这到题有两个需要注意的点:
1.两个1e9量级的数字的比值,用double的精度是不够的,要用double
2.这道题需要输出数学意义上取模的值,需要(ans+mod)%mod转化成正数
这道题测试点巨多,有整整四十个
#include <iostream>
#include <stdio.h>
#include <algorithm>
#include <string>
#include <cmath>
#define For(i, j, n) for (int i = j; i <= n; ++i)
using namespace std;
typedef long long LL;
const int N = 2e5 + 5;
const double INF = -1e10;
const LL mod = 1e9 + 7;
int n, k;
LL a[N];
bool cmp(int a, int b)
{
return abs(a) > abs(b);
}
LL get_min()
{
LL ans = a[n];
for (int i = n - 1; i >= n - k + 1; i--)
{
ans = ans * a[i] % mod;
}
return ans;
}
LL get_max(int b, int tar)
{
LL ans = a[1];
for(int i = 2; i <= k; i++)
{
if(i != b)
{
ans = ans * a[i] % mod;
}
}
if(b != -1)
ans = ans * a[tar] % mod;
return ans;
}
int main()

::::::::

任务说明 A
请照抄题解中的一段:从含有“using namespace std;”的词句开始,到“cmp(int a, int b)”为止。

::::::::

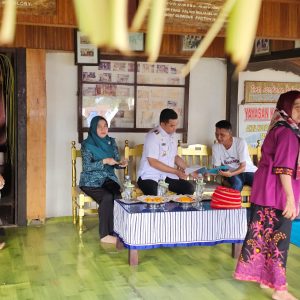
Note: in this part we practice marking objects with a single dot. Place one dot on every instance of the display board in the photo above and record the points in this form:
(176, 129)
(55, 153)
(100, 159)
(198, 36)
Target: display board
(267, 91)
(130, 93)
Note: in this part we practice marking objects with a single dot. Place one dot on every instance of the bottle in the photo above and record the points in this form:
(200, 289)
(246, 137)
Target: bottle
(127, 181)
(161, 187)
(127, 188)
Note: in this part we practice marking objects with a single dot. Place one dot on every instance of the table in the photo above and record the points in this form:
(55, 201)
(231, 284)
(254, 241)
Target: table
(139, 227)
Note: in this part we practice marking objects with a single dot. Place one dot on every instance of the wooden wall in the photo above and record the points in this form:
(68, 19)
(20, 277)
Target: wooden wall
(36, 134)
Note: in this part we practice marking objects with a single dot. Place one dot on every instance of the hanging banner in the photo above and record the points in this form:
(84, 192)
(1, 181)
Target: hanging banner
(267, 91)
(254, 120)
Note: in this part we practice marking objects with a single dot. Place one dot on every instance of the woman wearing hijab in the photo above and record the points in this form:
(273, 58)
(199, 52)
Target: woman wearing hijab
(275, 201)
(2, 182)
(98, 180)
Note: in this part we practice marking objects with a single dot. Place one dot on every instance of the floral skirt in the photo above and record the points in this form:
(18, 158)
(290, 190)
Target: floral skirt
(264, 252)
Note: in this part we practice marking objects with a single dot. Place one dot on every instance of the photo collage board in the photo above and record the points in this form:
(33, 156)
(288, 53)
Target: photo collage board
(130, 94)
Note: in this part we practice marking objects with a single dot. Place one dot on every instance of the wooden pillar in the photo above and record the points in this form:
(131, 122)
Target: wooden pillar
(36, 134)
(232, 97)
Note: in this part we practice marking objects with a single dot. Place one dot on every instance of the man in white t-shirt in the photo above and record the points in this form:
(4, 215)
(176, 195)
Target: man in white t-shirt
(232, 152)
(160, 159)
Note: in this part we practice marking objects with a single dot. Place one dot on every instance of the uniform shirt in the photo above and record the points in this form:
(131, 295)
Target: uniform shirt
(161, 146)
(234, 156)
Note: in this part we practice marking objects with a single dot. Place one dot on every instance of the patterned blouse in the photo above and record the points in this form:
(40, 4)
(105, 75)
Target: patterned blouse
(94, 172)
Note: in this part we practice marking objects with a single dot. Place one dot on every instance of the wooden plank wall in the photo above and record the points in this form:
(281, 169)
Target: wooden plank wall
(36, 134)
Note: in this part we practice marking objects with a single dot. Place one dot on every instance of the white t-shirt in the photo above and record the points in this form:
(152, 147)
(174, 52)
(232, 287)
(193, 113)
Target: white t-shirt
(234, 156)
(161, 146)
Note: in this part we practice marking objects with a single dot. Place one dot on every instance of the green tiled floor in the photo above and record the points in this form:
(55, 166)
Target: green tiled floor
(51, 262)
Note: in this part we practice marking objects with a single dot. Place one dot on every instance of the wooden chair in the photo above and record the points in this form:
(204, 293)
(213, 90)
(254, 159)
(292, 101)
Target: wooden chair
(255, 154)
(133, 156)
(81, 203)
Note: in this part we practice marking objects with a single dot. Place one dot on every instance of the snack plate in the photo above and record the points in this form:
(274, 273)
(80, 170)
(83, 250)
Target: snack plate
(153, 199)
(182, 198)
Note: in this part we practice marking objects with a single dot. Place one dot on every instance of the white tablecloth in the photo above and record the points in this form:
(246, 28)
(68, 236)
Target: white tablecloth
(142, 228)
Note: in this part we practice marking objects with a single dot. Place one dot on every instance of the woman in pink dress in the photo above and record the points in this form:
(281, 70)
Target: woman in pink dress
(275, 201)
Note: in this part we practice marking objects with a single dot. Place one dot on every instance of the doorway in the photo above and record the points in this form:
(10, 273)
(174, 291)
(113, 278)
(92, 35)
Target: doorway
(12, 135)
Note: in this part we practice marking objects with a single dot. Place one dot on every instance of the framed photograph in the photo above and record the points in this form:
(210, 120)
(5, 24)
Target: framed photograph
(190, 42)
(136, 41)
(262, 46)
(85, 52)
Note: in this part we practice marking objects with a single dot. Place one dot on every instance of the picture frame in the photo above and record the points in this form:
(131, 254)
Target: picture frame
(136, 41)
(190, 42)
(85, 52)
(261, 46)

::::::::

任务说明 B
找出记录里所有含有字符串“plank”的行,并把这些行逐一照抄下来。

正确结果 A
using namespace std;
typedef long long LL;
const int N = 2e5 + 5;
const double INF = -1e10;
const LL mod = 1e9 + 7;
int n, k;
LL a[N];
bool cmp(int a, int b)

正确结果 B
Note: in this part we practice marking objects with a single dot. Place one dot on every instance of the wooden plank wall in the photo above and record the points in this form:
Target: wooden plank wall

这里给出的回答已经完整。